* Written problem:
Copy every line of the records below verbatim, omitting the pictures.

(Excerpts from a location annotation dataset)
-- Start --
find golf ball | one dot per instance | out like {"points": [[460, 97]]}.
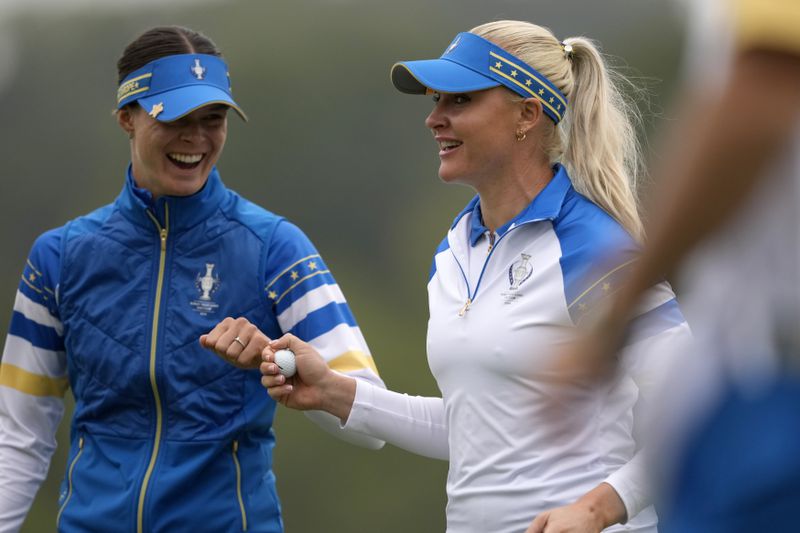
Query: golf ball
{"points": [[285, 361]]}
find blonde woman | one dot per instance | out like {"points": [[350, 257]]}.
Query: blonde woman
{"points": [[537, 128]]}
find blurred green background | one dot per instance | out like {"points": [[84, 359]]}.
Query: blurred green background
{"points": [[330, 144]]}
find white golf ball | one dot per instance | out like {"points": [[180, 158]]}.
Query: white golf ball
{"points": [[285, 361]]}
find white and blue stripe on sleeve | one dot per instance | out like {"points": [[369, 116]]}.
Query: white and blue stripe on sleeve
{"points": [[309, 303]]}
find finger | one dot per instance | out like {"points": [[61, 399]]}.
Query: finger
{"points": [[269, 369], [212, 337], [234, 340], [254, 340], [278, 392], [287, 341], [269, 380]]}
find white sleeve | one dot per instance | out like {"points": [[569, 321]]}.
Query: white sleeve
{"points": [[414, 423], [32, 384], [657, 332]]}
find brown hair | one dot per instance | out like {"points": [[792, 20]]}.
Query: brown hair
{"points": [[160, 42]]}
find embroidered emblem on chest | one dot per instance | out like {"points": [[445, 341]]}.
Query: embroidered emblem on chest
{"points": [[206, 284], [518, 273]]}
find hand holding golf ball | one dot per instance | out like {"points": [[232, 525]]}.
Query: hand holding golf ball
{"points": [[285, 361]]}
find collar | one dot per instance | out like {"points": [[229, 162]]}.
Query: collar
{"points": [[184, 211], [545, 206]]}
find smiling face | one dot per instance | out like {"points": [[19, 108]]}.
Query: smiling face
{"points": [[475, 134], [174, 158]]}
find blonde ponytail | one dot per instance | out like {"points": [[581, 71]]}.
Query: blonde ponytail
{"points": [[597, 140]]}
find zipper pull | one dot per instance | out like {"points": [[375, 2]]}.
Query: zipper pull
{"points": [[465, 308]]}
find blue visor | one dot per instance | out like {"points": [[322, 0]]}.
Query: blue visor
{"points": [[174, 86], [472, 63]]}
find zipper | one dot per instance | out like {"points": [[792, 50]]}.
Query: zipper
{"points": [[493, 243], [162, 232], [234, 453], [69, 480]]}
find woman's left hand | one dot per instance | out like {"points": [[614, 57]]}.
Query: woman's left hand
{"points": [[593, 512]]}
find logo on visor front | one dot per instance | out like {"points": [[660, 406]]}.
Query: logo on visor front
{"points": [[453, 45], [198, 70]]}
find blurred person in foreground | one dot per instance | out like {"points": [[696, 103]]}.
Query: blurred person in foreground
{"points": [[728, 420], [164, 437], [540, 131]]}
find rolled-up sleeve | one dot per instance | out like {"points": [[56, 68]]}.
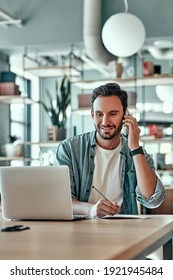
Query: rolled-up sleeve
{"points": [[156, 199]]}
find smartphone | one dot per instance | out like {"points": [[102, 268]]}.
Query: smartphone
{"points": [[124, 129]]}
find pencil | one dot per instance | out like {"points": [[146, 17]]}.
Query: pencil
{"points": [[101, 194]]}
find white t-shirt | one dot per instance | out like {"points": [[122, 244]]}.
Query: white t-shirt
{"points": [[107, 175]]}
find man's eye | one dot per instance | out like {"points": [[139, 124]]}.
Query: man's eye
{"points": [[98, 115], [113, 114]]}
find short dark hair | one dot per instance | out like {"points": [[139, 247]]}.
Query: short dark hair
{"points": [[108, 90]]}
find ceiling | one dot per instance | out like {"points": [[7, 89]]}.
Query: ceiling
{"points": [[50, 30], [54, 26]]}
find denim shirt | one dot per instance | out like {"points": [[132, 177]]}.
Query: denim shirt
{"points": [[78, 154]]}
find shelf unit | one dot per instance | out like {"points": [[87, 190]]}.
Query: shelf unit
{"points": [[127, 82], [9, 100]]}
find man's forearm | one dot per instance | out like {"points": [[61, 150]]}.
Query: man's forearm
{"points": [[145, 176], [81, 208]]}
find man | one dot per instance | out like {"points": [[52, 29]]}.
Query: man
{"points": [[116, 165]]}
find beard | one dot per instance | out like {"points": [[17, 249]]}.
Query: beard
{"points": [[108, 132]]}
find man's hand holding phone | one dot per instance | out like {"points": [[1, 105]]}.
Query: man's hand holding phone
{"points": [[131, 125]]}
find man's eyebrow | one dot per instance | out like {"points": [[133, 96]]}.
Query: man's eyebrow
{"points": [[112, 111]]}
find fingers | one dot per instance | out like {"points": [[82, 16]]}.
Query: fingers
{"points": [[104, 207]]}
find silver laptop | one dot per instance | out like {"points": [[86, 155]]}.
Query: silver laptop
{"points": [[36, 193]]}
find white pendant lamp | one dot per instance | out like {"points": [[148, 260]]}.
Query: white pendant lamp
{"points": [[123, 34]]}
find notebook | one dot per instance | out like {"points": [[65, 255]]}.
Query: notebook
{"points": [[36, 193]]}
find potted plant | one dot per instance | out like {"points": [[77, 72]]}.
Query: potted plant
{"points": [[57, 108]]}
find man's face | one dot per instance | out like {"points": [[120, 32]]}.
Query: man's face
{"points": [[107, 115]]}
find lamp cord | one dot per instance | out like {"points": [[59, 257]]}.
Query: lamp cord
{"points": [[126, 6]]}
-- End --
* The solution:
find golf ball | one dot per instance | out like {"points": [[460, 97]]}.
Query: golf ball
{"points": [[285, 361]]}
find blonde woman | one dot per instance | out like {"points": [[350, 257]]}.
Query: blonde woman
{"points": [[537, 128]]}
find blurred green background | one dot per instance | out like {"points": [[84, 359]]}.
Query: blurred green background
{"points": [[330, 144]]}
find white golf ball | one dot per instance | out like {"points": [[180, 158]]}.
Query: white golf ball
{"points": [[285, 361]]}
find white and blue stripe on sleeve | one dot per instance | out like {"points": [[369, 116]]}.
Query: white and blue stripe on sleeve
{"points": [[309, 303]]}
find finger | one dot per instance | out like {"points": [[61, 399]]}.
Query: finger
{"points": [[269, 369], [212, 337], [234, 340], [254, 340], [278, 392], [287, 341], [269, 380]]}
find white sleeve | one dot per instance | out like {"points": [[569, 321]]}.
Query: white sleeve
{"points": [[414, 423], [32, 384], [657, 332]]}
find brown hair | one dot per instance | out like {"points": [[792, 20]]}.
Query: brown hair
{"points": [[160, 42]]}
find embroidered emblem on chest | one dot per instance | out like {"points": [[445, 341]]}.
Query: embroidered emblem on chest
{"points": [[206, 284], [518, 273]]}
find hand holding golf ball | one dot per instance | out like {"points": [[232, 525]]}.
Query: hand holding golf ball
{"points": [[285, 361]]}
find collar | one dot per instance | out like {"points": [[229, 162]]}.
Query: collar
{"points": [[184, 211], [545, 206]]}
find smiling face | one dot per instance | out like {"points": [[19, 108]]}.
Query: smiling face
{"points": [[475, 134], [174, 158]]}
find blonde ponytail | one dot per instance | out like {"points": [[581, 71]]}.
Query: blonde ponytail
{"points": [[597, 140]]}
find zipper pull | one dot per instance | out like {"points": [[375, 2]]}.
Query: zipper pull
{"points": [[465, 308]]}
find blue visor | one dot per instance | out like {"points": [[322, 0]]}.
Query: blue visor
{"points": [[174, 86], [472, 63]]}
find zipper | one dot per instance | out like {"points": [[792, 50]]}.
Query: zipper
{"points": [[493, 243], [162, 232], [234, 453], [69, 480]]}
find woman's left hand | one dot per instance | out like {"points": [[614, 57]]}.
Query: woman's left hand
{"points": [[593, 512]]}
find logo on visor front | one dot per instance | out like {"points": [[660, 406]]}.
Query: logo on visor front
{"points": [[453, 45], [198, 70]]}
find blurred person in foreground | one dot per instance | out like {"points": [[696, 103]]}.
Query: blurred person in foreground
{"points": [[728, 420], [164, 437], [540, 131]]}
find rolled-up sleeve | one dot per instance | out like {"points": [[56, 68]]}.
Query: rolled-up sleeve
{"points": [[156, 199]]}
find smartphone | one dot per instance | out like {"points": [[102, 268]]}.
Query: smartphone
{"points": [[124, 129]]}
find pencil | one dot per instance | out like {"points": [[146, 17]]}.
Query: pencil
{"points": [[101, 194]]}
find white t-shirt | one dot per instance | out like {"points": [[122, 244]]}.
Query: white t-shirt
{"points": [[107, 175]]}
find man's eye | one dot per instance | out like {"points": [[139, 124]]}.
Query: man's eye
{"points": [[98, 115], [113, 114]]}
find short dark hair | one dot per instance | out like {"points": [[139, 247]]}.
Query: short dark hair
{"points": [[108, 90]]}
find ceiling | one dot per instance | out like {"points": [[7, 89]]}.
Query: ceiling
{"points": [[50, 30], [54, 26]]}
find denim shirt | one dot per instance | out like {"points": [[132, 177]]}.
Query: denim shirt
{"points": [[78, 154]]}
find shelf unit | one dot per instance | out like {"points": [[87, 190]]}.
Query: shelf unit
{"points": [[127, 82], [9, 100]]}
find man's forearm | one dot per instance | out like {"points": [[61, 150]]}.
Query: man's forearm
{"points": [[145, 176], [81, 208]]}
find man | one dot per instance | out like {"points": [[52, 29]]}.
Query: man
{"points": [[116, 165]]}
find beard | one dot per instance | out like {"points": [[17, 249]]}.
Query: beard
{"points": [[108, 132]]}
find man's hand holding phone | one dot per instance | out like {"points": [[1, 105]]}.
Query: man's hand holding phone
{"points": [[131, 125]]}
find man's eyebrow | one dot per instance | out like {"points": [[133, 96]]}.
Query: man's eyebrow
{"points": [[112, 111]]}
find fingers | one dot per instance | out like {"points": [[82, 16]]}.
Query: fingers
{"points": [[104, 207]]}
find silver laptop | one dot per instance | out like {"points": [[86, 155]]}.
Query: silver laptop
{"points": [[36, 193]]}
find white pendant lamp | one dot per instance | out like {"points": [[148, 260]]}.
Query: white pendant lamp
{"points": [[123, 34]]}
find notebook | one dot per instance | out like {"points": [[65, 255]]}.
Query: notebook
{"points": [[36, 193]]}
find potted plant | one dot per instance | out like {"points": [[77, 72]]}.
Query: potted plant
{"points": [[57, 108]]}
find man's face | one dot per instance | out like {"points": [[120, 32]]}.
Query: man's face
{"points": [[107, 115]]}
find lamp cord | one dot per instance | out like {"points": [[59, 257]]}.
Query: lamp cord
{"points": [[126, 6]]}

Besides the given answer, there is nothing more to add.